__Task statement__.
Extract each line of the records below that contains the word "steel". Letter case must match.
======== Given data
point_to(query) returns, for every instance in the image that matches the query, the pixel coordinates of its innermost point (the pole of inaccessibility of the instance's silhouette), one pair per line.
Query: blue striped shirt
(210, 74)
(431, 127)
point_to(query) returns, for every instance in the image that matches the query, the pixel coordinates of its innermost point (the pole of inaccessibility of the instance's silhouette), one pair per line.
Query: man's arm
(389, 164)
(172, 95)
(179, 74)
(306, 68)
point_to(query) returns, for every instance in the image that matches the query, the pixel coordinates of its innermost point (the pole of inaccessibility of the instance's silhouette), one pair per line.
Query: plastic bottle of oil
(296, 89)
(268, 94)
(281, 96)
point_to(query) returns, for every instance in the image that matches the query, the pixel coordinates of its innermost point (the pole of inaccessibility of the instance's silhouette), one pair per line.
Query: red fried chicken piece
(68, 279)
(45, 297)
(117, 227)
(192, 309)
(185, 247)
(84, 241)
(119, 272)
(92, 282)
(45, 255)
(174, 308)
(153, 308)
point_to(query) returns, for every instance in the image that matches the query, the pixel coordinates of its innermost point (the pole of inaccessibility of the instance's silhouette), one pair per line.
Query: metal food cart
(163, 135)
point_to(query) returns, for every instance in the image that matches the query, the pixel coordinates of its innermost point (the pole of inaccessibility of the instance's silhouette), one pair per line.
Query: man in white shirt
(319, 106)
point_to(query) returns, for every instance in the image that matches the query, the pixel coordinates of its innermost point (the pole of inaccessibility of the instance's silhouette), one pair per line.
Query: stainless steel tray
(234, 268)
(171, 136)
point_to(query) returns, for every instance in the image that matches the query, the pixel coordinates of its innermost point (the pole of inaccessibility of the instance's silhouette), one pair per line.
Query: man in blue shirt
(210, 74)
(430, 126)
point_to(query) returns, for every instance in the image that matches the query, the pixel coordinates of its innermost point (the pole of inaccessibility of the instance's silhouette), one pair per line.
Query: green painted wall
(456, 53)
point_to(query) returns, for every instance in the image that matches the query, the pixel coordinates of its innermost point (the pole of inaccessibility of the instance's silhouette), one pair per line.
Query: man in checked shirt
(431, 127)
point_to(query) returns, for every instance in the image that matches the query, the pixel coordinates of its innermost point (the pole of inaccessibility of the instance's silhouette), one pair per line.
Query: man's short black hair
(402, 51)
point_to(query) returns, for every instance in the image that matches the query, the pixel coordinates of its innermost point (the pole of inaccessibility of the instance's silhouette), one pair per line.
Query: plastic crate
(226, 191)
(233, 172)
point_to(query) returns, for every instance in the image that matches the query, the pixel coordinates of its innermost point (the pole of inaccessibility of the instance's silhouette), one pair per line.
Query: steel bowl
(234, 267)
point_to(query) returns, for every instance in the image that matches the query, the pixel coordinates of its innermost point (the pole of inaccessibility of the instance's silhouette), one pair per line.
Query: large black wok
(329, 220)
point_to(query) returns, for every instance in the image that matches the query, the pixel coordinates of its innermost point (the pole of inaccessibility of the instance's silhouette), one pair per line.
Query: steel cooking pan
================
__Result for this exercise__.
Query: stainless steel tray
Query: steel bowl
Query: steel cooking pan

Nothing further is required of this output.